-- Texte à lire --
===============

Retour sur la Feria d’Istres.

Bernard Marsella, directeur des arènes d’Istres, avait revu sa copie, et c’est tout à son honneur, pour présenter une feria mêlant les deux approches de la tauromachie, celle dite torista avec la présence des Adolfo Martin et des Valverde, et celle dite torerista avec les Jandilla et les Juan Pedro Domecq, l’originalité étant cette année d’annoncer face à une ganaderia torista un torero évoluant dans la seconde catégorie citée, à savoir Enrique Ponce.

Corrida du geste.

La corrida d’Adolfo Martin, bien que de gabarit modeste, a mis en valeur, si besoin était, les qualités de lidiador d’un Enrique Ponce qui a montré qu’il pouvait affronter tout type de toro et leur couper des oreilles. Dommage qu’il ne le fasse pas plus souvent, comme la plupart des figuras, certaines qu’on ne citera pas ne le faisant jamais. Mais le Maestro de Chiva, après plus de 25 ans d’alternative, a-t-il encore quelque chose à prouver ?

===============

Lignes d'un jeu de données
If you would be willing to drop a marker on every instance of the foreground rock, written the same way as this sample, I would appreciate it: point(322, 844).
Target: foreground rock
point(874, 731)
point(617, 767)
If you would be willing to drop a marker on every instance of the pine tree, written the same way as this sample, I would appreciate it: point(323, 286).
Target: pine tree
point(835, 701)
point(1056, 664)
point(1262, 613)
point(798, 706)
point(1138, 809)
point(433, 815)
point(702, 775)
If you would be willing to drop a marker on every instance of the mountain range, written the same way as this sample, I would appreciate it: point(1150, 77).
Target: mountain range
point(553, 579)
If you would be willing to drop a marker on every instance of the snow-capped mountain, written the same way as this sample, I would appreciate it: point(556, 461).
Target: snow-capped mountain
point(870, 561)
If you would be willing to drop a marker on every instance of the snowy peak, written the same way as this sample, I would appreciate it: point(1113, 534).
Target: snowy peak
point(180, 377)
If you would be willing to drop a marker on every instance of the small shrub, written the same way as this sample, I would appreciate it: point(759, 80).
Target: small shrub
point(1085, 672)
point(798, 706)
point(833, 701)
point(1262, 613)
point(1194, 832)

===============

-- Consignes de l'exercice --
1/ Recopiez mot pour mot, dans le texte sur la Feria d'Istres, tout le passage allant de "Retour sur la" jusqu'à "savoir Enrique Ponce.".
2/ Prolongez le compte rendu de la Feria d'Istres à partir de l'endroit où il s'arrête.
La liste n'intervient pas dans cet exercice.

-- Réponses aux consignes --
1/
Retour sur la Feria d’Istres.

Bernard Marsella, directeur des arènes d’Istres, avait revu sa copie, et c’est tout à son honneur, pour présenter une feria mêlant les deux approches de la tauromachie, celle dite torista avec la présence des Adolfo Martin et des Valverde, et celle dite torerista avec les Jandilla et les Juan Pedro Domecq, l’originalité étant cette année d’annoncer face à une ganaderia torista un torero évoluant dans la seconde catégorie citée, à savoir Enrique Ponce.

2/
Paco Ureña, plus habitué à se frotter à ce genre de bétail, est celui qui s’en est le mieux sorti, ne laissant pas passer le bon sixième auquel il coupa les deux oreilles, sans contestation possible. Un grand torero !

Quant au palco, s’il fut un peu généreux avec Ponce, la seconde oreille du quatrième n’étant pas vraiment justifiée; il se montra un peu plus sévère pour Curro Diaz qui aurait peut être mérité un trophée à l’issue de la lidia du second.

Novillada.

Une agréable matinée où les utreros de Virgen Maria (propriété de Jean-Marie Raymond) ont donné du jeu et permis aux novilleros de s’exprimer.

Adrien Salenc a dominé son sujet grâce à une technique maintenant solide.

Cristian Perez a séduit par un vrai comportement de novillero, une attitude courageuse et volontaire qui lui a valu de gagner le prix de triomphateur de la matinale. 

Vincent Perez a été en retrait de ses deux compañeros et devra prouver avec peut être un peu plus d’engagement qu’il souhaite s’inscrire dans la profession.

Corrida des héros.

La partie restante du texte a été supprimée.